[Dataset items]
***
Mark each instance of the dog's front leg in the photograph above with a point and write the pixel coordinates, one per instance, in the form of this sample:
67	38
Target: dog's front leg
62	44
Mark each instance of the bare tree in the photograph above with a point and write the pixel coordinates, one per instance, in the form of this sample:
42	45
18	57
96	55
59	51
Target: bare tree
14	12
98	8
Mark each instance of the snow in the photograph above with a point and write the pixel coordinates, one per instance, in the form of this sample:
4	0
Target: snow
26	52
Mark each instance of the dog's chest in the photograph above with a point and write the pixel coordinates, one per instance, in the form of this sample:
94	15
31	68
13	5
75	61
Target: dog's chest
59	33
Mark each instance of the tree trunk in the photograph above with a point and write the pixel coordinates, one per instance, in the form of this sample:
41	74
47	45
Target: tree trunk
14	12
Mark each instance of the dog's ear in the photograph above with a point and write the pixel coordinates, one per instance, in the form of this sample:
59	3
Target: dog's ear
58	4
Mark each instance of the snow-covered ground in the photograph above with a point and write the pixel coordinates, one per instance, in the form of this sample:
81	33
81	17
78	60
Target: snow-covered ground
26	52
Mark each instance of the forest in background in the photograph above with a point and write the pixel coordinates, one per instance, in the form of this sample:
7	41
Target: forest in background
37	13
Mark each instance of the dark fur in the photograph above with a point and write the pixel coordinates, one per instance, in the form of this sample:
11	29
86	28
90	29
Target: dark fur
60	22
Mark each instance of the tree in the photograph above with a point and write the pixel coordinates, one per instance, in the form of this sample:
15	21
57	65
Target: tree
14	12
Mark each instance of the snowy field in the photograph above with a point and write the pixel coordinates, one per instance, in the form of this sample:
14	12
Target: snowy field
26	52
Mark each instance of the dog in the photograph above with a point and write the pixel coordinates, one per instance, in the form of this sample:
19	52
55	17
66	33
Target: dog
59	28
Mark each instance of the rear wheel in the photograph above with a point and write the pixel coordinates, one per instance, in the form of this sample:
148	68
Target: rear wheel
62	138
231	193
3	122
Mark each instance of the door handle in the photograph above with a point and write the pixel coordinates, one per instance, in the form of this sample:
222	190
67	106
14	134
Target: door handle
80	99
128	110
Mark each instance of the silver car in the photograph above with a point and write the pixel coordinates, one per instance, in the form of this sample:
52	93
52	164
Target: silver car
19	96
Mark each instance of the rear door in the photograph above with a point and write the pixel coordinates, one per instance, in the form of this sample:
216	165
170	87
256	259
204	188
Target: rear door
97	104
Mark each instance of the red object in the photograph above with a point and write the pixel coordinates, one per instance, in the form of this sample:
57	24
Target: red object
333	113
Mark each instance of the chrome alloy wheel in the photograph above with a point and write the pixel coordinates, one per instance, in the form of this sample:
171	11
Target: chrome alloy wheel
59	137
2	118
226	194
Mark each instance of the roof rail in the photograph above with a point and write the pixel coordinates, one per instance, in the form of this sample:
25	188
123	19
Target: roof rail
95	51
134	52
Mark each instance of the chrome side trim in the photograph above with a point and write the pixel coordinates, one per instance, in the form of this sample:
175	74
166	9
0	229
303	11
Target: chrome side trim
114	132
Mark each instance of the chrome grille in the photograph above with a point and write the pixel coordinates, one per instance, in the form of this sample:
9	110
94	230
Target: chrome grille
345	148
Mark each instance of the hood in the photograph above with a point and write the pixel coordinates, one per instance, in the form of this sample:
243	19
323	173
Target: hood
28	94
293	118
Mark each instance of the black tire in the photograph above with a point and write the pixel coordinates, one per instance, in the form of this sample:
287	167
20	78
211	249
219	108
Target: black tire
***
• What is required: Reproduce the data word for word, starting at the line containing "Mark each instance of the black" and continuing through the final line of the data, with both of those lines included.

• Task answer:
Mark each instance of the black tire in the photograph above with a point and write the pixel coordinates, one per instance, in the form of this sample:
287	167
20	78
211	249
219	108
Target: black tire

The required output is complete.